* _EXERCISE DETAILS_
Every line from the beginning of the data through the line containing "positive clicks: (192, 96)" should be reproduced exactly, and no further lines should be output.

* _GIVEN INFORMATION_
((
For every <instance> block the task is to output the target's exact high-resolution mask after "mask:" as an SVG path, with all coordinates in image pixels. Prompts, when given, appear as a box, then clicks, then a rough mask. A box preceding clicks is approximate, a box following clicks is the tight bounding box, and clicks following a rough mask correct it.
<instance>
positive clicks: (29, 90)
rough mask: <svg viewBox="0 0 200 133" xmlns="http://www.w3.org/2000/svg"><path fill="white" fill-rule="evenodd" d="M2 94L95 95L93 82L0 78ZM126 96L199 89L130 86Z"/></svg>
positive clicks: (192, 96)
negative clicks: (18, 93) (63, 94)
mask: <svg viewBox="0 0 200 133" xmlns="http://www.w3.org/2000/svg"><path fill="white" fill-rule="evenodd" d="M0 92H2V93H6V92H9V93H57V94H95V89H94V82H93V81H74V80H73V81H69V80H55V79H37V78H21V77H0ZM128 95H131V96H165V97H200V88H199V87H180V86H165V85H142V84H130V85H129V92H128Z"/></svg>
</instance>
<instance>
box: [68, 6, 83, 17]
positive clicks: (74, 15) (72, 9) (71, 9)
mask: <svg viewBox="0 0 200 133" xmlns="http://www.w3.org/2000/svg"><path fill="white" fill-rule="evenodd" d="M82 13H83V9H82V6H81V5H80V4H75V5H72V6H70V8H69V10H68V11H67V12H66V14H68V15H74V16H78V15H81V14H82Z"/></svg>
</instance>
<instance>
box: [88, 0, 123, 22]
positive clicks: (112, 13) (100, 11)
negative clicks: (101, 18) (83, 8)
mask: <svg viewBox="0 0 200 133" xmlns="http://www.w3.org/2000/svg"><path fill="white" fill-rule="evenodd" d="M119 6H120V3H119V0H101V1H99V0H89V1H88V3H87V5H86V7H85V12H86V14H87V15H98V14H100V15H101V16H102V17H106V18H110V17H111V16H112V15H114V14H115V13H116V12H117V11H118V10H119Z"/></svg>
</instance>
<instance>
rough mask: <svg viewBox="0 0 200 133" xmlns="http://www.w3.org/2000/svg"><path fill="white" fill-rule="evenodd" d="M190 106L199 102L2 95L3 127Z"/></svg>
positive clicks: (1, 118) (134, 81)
))
* _RESULT_
For every <instance> block the task is to output the target's exact high-resolution mask after "mask:" as an SVG path, with all coordinates in image pixels. Prompts, when given, appear as a box, then clicks, then a rough mask. A box preceding clicks is approximate, a box following clicks is the tight bounding box, and clicks following a rough mask correct it.
<instance>
positive clicks: (29, 90)
rough mask: <svg viewBox="0 0 200 133" xmlns="http://www.w3.org/2000/svg"><path fill="white" fill-rule="evenodd" d="M2 94L95 95L93 82L0 78ZM126 96L199 89L130 86Z"/></svg>
positive clicks: (192, 96)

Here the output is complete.